[[ Data supplied open ]]

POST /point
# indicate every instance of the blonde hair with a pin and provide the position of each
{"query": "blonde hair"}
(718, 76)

[[ Data supplied closed ]]
[[ Data supplied open ]]

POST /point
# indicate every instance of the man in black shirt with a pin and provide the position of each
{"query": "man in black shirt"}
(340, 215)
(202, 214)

[[ Data supplied closed ]]
[[ Data supplied open ]]

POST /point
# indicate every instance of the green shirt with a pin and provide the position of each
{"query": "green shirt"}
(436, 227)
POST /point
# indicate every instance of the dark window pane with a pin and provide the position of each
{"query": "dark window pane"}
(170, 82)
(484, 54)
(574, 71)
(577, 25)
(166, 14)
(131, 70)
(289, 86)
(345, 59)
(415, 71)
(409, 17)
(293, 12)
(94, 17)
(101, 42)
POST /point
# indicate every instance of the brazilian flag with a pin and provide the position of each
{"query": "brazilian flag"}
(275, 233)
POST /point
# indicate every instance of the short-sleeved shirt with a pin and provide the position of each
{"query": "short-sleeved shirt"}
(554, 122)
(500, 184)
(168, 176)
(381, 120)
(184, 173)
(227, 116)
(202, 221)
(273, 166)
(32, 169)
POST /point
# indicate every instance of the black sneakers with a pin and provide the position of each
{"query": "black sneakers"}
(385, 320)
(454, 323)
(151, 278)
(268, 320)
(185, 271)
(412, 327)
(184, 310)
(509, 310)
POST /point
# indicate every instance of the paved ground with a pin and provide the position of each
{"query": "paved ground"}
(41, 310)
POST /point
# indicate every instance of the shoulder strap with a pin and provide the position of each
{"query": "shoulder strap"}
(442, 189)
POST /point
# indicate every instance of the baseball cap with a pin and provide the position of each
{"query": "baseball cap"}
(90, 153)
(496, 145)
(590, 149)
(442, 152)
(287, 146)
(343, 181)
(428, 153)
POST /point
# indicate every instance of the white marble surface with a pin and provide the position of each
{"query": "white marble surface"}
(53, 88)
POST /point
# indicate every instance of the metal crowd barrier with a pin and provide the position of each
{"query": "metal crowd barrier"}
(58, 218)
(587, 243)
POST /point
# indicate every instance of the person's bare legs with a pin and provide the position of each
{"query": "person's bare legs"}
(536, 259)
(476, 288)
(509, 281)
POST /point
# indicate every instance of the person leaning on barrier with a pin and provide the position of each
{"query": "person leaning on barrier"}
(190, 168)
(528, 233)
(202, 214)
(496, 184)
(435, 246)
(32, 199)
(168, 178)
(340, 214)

[[ Data supplied closed ]]

» Work to complete: All lines above between those holding "# indicate every instance of the brazilian" and "# indicate every instance of the black", inclusive, must be set down unchanged, and no other line may be included.

» Response:
# indicate every instance of the brazilian flag with a pin and provide the position of each
{"query": "brazilian flag"}
(275, 233)
POST /point
# indicate every instance of the short-sleeved shirt with a pin and provide the position of each
{"query": "short-sleeved shirt"}
(554, 122)
(500, 184)
(168, 176)
(381, 120)
(184, 173)
(227, 116)
(202, 221)
(273, 166)
(32, 169)
POST /point
# indicate every instance of the black sneakers with a pin and provide the position of each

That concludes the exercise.